# Selected extract
## Begin
If you are going to ask them, include a supout.rif and description and link to this thread. -
Anyone cares to try v5RC8?
The scheduled downtime could be from 1 minute for the upgrade to normally 5 minutes to 1 hour if you need to recover the router. Prepare a .backup beforehand just in case or simply - remember the config or write down the details to be able to recreate.
I’ve done some further tests that lead to new conclusions.
I put a dedicated machine behind it and started downloading an ISO from a local mirror server. The speed went up to ~ 500Mbps with everything turned off, no queues, no conntrack, no firewall, nothing.
It was still capable of handling about 200Mbps with conntrack on, one packet marking rule (just to test) and one queue. The only difference was that now I had a dedicated out-of-band dedicated port. I know that this should not be relevant, but anyway.
So tried to put it in a real life situation and I put an online gaming server behind it. 60-80% CPU usage at about 30Mbps traffic and about 10k active connections. So I believe that once you hit the 50 Mbps cap with normal traffic you will get packet loos and delays.
Excuse me for not thinking before about that but here’s a print screen of the traffic/cpu usage. Now it’s 9:35 AM and the gamers are sleeping, this is why the traffic is so low. Yet the CPU usage is abnormally high.

What does support@mikrotik.com say about these issues?
If you are going to ask them, include a supout.rif and description and link to this thread.Anyone cares to try v5RC8?
The scheduled downtime could be from 1 minute for the upgrade to normally 5 minutes to 1 hour if you need to recover the router. Prepare a .backup beforehand just in case or simply - remember the config or write down the details to be able to recreate.
## End
# Tasks
[1] In the router forum thread, rewrite the stretch from "So tried to" through "loos and delays.", changing "gaming server" to "streaming server".
[2] In the router forum thread, what reason does the poster give for the low traffic shown in the traffic and CPU usage capture?
The data that follows is drawn from a separate source.

# Supplied material
## Begin
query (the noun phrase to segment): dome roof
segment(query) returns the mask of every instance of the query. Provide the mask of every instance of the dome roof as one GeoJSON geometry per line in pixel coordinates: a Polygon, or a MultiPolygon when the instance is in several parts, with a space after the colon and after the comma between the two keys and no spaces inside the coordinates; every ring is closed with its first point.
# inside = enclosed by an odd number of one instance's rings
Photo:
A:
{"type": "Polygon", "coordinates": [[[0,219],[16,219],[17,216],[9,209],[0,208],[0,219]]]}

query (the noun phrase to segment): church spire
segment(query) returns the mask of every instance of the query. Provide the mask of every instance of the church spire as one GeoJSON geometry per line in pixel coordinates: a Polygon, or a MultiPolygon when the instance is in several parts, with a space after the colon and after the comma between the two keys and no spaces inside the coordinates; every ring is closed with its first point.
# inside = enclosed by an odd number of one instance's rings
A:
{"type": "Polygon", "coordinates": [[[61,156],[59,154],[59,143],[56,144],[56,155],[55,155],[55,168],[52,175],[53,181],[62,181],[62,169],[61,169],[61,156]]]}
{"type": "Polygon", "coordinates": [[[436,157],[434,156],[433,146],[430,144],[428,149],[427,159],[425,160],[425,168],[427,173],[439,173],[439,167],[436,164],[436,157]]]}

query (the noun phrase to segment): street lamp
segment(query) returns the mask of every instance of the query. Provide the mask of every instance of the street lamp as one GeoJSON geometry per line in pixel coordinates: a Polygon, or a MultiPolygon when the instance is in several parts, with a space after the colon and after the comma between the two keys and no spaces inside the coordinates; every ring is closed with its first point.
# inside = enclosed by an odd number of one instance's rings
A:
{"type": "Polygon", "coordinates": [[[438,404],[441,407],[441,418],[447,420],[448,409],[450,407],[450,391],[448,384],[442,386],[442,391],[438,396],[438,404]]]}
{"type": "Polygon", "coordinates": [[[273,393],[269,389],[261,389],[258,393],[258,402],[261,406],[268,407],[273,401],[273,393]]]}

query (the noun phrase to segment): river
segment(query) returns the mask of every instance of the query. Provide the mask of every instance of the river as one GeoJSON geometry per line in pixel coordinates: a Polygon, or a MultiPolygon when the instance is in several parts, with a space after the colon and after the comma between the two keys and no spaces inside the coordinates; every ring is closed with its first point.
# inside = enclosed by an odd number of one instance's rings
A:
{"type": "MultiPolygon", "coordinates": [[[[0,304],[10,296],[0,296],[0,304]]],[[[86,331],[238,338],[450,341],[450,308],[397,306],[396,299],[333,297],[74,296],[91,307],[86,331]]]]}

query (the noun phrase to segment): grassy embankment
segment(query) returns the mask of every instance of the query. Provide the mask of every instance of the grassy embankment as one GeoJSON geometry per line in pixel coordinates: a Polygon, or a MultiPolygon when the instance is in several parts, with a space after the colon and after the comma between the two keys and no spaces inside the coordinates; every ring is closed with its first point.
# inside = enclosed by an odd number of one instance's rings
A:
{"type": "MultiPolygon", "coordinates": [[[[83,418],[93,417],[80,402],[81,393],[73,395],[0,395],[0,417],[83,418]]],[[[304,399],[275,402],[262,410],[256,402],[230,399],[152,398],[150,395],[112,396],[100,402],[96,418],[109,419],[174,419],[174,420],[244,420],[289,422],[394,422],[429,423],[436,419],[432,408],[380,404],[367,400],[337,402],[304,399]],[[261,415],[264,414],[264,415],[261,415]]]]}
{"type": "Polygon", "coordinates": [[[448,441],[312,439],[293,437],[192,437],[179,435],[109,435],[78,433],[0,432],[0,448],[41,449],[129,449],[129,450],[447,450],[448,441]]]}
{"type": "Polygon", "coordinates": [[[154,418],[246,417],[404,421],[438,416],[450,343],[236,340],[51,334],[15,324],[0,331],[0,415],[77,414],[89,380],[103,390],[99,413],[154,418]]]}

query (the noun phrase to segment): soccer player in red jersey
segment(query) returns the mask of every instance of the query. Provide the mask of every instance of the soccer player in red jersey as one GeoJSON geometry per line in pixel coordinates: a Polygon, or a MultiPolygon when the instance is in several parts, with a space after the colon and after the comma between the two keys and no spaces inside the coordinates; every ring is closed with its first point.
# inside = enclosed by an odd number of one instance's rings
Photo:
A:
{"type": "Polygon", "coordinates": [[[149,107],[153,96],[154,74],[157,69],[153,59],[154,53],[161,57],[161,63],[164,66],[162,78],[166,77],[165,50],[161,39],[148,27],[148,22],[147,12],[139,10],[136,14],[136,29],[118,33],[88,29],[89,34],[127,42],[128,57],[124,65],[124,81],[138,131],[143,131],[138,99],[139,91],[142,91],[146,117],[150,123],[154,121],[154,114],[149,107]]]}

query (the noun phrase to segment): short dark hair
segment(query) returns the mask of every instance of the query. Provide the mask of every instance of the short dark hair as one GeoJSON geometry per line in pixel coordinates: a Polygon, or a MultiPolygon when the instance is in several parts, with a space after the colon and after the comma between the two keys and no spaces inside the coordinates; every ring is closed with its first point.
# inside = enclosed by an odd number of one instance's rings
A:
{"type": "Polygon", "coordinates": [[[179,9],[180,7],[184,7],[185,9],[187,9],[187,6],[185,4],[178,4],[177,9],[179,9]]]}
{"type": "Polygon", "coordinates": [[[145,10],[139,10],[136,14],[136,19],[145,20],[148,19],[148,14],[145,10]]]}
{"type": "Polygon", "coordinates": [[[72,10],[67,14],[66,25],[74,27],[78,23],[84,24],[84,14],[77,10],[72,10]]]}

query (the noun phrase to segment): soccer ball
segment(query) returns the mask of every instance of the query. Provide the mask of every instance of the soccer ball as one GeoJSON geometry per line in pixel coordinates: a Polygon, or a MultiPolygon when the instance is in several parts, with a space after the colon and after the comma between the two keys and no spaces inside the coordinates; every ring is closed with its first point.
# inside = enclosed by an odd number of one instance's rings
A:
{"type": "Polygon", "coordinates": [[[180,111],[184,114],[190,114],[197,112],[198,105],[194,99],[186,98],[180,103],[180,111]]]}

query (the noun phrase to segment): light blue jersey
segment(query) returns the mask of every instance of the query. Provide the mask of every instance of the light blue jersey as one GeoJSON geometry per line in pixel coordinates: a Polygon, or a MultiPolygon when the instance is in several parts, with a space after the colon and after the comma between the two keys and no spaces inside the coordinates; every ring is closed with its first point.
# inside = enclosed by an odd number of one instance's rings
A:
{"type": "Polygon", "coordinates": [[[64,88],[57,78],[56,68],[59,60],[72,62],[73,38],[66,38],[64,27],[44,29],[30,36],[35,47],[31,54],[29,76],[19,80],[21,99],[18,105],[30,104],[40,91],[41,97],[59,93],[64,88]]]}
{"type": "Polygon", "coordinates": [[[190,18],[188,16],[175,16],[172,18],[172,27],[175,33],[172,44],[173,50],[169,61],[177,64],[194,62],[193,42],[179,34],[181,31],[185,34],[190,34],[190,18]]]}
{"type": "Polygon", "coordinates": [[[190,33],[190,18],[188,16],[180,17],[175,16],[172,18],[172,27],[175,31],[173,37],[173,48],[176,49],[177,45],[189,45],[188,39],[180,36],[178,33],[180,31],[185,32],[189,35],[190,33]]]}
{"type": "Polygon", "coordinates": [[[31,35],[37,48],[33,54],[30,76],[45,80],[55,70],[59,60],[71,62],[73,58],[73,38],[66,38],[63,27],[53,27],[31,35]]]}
## End
# Solutions below
[1]
So tried to put it in a real life situation and I put an online streaming server behind it. 60-80% CPU usage at about 30Mbps traffic and about 10k active connections. So I believe that once you hit the 50 Mbps cap with normal traffic you will get packet loos and delays.

[2] It was 9:35 AM and the gamers were asleep, so there was little traffic.